Count the lines in the entries below that contain the word "outline", and reply with only that number.

========================================================================

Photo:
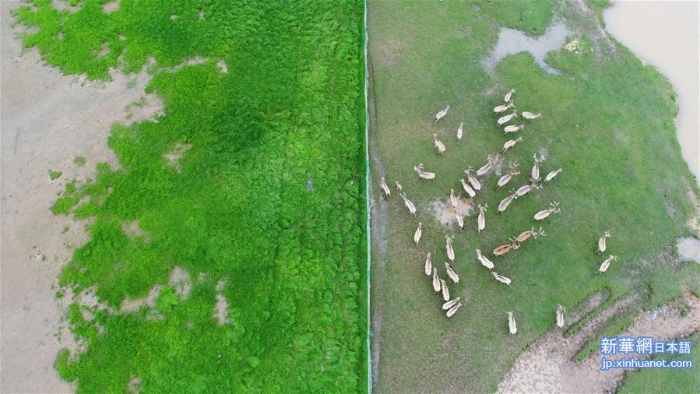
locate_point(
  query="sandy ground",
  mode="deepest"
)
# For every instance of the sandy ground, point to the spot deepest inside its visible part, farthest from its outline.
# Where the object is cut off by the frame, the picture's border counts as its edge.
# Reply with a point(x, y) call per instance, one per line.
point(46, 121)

========================================================================

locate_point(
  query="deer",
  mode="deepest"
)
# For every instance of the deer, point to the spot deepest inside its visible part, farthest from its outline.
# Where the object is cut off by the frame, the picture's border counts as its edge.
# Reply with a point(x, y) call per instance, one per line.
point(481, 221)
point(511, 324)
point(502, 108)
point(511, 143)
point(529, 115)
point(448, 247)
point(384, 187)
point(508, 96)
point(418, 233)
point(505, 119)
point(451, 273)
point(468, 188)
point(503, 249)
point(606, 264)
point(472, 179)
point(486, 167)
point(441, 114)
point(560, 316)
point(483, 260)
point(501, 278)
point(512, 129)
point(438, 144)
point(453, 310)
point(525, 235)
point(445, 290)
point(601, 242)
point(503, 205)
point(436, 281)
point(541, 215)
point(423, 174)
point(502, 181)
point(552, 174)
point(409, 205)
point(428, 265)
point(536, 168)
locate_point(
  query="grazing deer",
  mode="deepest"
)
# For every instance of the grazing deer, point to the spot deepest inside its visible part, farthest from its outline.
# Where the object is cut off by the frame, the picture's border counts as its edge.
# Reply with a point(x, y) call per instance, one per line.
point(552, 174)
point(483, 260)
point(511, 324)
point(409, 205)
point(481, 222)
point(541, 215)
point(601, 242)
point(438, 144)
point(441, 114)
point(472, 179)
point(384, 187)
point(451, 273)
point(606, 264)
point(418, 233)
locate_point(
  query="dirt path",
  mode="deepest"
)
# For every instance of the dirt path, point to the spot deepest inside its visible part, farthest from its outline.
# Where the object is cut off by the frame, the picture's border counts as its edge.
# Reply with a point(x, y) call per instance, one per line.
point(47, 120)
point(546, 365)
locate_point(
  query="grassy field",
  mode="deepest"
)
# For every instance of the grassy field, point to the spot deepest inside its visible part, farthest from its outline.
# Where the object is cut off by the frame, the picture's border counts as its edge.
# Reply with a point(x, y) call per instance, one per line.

========================================================================

• _Exercise solution_: 5